==== Excerpted data ====

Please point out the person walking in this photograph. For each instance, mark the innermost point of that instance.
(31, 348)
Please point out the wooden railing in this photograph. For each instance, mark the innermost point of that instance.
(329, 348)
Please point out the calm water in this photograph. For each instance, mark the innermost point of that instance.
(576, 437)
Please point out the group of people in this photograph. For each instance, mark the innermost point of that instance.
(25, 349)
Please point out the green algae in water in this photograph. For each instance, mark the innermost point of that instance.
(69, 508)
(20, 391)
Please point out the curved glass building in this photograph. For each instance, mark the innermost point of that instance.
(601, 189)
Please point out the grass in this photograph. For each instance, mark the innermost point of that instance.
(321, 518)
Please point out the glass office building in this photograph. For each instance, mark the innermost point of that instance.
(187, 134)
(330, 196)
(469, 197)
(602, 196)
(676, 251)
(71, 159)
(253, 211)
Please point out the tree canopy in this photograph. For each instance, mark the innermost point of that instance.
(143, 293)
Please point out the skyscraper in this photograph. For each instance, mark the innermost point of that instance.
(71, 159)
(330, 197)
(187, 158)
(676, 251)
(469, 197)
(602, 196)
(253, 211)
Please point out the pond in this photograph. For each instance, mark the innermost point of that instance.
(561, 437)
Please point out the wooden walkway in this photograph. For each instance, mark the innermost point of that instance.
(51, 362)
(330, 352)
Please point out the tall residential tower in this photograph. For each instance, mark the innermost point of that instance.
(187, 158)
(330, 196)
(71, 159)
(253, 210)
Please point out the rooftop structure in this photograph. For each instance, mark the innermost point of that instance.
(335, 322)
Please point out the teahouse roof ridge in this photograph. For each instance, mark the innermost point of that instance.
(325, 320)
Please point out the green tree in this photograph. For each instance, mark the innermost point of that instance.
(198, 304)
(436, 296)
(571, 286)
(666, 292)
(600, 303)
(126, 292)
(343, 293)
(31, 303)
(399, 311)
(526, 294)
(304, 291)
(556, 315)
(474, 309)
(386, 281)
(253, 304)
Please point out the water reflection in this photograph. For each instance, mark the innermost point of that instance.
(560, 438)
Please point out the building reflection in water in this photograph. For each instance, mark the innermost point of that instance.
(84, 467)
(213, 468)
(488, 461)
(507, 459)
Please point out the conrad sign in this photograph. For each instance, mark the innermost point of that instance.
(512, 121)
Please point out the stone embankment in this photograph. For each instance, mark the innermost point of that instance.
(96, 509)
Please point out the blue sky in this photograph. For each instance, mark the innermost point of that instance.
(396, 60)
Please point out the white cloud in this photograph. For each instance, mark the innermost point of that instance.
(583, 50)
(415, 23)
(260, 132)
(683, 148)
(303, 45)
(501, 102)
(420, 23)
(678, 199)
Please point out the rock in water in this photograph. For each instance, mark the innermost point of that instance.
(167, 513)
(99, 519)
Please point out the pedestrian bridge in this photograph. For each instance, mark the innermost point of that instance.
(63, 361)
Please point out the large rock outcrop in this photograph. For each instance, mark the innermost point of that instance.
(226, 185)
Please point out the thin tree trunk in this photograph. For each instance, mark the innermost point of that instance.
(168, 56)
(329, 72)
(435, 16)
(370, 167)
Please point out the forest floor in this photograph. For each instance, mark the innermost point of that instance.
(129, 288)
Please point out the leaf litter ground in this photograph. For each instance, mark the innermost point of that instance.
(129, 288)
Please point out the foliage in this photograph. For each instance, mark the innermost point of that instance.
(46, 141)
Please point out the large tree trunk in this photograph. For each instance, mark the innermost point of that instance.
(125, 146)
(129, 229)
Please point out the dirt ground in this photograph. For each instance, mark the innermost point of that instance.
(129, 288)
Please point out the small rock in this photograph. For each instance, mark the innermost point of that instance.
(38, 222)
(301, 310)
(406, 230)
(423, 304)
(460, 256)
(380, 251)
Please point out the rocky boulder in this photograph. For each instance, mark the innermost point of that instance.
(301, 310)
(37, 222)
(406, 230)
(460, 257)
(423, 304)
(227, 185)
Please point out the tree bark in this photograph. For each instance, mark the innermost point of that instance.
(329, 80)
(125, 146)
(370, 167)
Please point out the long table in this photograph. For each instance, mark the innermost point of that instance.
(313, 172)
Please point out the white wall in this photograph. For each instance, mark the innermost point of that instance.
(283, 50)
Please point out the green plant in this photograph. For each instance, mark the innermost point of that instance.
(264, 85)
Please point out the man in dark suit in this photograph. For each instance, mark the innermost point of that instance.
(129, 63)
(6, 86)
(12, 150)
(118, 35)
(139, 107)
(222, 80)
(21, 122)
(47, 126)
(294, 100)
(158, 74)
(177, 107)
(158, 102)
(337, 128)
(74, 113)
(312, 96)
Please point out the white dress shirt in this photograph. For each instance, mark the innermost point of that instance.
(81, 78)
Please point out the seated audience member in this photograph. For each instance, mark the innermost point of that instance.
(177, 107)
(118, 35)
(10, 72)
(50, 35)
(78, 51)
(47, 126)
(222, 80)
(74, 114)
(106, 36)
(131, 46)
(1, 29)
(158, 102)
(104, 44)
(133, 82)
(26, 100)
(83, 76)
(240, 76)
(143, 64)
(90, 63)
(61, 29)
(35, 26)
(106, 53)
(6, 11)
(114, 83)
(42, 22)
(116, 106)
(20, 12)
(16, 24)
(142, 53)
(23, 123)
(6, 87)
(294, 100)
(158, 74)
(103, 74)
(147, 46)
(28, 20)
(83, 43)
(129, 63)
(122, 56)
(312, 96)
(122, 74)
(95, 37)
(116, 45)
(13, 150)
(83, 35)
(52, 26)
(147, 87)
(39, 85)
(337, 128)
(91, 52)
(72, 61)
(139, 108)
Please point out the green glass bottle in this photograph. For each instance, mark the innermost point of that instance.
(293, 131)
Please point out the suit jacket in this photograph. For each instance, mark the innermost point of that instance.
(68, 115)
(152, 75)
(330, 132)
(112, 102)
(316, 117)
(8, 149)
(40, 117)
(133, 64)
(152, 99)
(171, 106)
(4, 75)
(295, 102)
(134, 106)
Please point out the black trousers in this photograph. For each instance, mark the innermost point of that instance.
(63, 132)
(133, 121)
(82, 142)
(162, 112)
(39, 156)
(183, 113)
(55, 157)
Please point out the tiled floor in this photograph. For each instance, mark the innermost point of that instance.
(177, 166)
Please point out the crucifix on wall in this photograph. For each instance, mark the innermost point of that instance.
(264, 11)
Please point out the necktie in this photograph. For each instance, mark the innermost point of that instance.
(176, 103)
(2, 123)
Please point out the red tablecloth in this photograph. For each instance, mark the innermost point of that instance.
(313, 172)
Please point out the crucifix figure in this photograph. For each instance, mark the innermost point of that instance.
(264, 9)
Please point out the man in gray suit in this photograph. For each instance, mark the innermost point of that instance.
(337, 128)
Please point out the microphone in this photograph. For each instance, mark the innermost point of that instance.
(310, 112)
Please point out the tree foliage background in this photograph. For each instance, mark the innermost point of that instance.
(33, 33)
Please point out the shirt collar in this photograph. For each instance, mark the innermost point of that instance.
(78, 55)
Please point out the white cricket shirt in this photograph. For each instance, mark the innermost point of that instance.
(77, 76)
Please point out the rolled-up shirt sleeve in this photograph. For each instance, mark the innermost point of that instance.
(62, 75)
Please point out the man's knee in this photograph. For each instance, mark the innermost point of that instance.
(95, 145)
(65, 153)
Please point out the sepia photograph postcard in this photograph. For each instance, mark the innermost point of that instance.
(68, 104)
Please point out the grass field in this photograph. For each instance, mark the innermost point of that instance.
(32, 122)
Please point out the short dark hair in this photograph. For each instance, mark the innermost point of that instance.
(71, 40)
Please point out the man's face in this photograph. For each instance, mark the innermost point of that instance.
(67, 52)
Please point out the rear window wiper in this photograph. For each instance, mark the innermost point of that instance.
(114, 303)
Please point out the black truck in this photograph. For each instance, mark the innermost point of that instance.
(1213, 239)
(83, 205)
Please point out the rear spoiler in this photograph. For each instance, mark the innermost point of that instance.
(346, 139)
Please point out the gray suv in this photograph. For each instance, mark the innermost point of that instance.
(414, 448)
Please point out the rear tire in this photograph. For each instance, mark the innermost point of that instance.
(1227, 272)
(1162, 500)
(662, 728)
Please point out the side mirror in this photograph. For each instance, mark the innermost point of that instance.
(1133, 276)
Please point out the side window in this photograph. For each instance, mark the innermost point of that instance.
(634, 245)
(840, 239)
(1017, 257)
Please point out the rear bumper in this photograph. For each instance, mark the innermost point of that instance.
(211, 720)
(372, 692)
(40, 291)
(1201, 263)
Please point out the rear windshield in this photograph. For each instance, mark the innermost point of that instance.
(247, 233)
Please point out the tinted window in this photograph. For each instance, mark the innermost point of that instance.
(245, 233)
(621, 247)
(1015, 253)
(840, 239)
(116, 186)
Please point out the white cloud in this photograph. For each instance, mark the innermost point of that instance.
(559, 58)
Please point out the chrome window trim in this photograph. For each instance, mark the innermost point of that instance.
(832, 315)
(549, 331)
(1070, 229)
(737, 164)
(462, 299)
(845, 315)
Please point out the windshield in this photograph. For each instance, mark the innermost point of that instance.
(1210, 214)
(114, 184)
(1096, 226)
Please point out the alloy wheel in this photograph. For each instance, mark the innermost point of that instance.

====

> _Stated exercise_
Output only the lines from the one holding "Please point out the rear window" through the last line above, exactly as they appear.

> _Written response_
Please point out the rear window wiper in this photograph. For each instance, mark the innermost point of that instance.
(114, 303)
Please point out the black truck in this photograph. For each instance, mark the innermost point of that instance.
(1213, 239)
(83, 205)
Please point out the rear spoiler in this photograph. For each instance, mark the innermost point of that instance.
(346, 139)
Please point out the gray suv in this photograph. For each instance, mark the innermost point of that instance.
(414, 448)
Please point out the rear tire in this photograph. For each instance, mark the innermost point of that instance.
(1227, 272)
(1162, 500)
(662, 728)
Please point out the side mirror in this photograph. For each instance, mark the innermost point of that instance.
(1133, 276)
Please point out the side window in this photograph. For each instance, mark the innermost point of that instance.
(634, 245)
(840, 239)
(1017, 257)
Please point out the rear bumper in this photograph. For each instance, mark the innermost point of that instance.
(211, 720)
(372, 692)
(40, 291)
(1201, 263)
Please point out the rear windshield in this photograph. For each instance, mark the innermost point of that instance.
(247, 233)
Please point out the tinted window in this photograph. For each instance, mark the innermost point of that instance.
(245, 233)
(621, 247)
(1015, 253)
(840, 239)
(116, 186)
Please point out the white cloud in this photograph. For each instance, mark the innermost point of that instance.
(559, 58)
Please point out the chrome window trim in this photograph. For each instance, mark the innermost point of that instance.
(832, 315)
(549, 331)
(1070, 229)
(737, 164)
(462, 299)
(845, 315)
Please point out the windshield in this photograph. For each instance, mark the innermost point of that instance.
(1210, 214)
(114, 184)
(1096, 226)
Please point out the alloy wheel in this photograph. For each instance, mark the innermost point of that instance.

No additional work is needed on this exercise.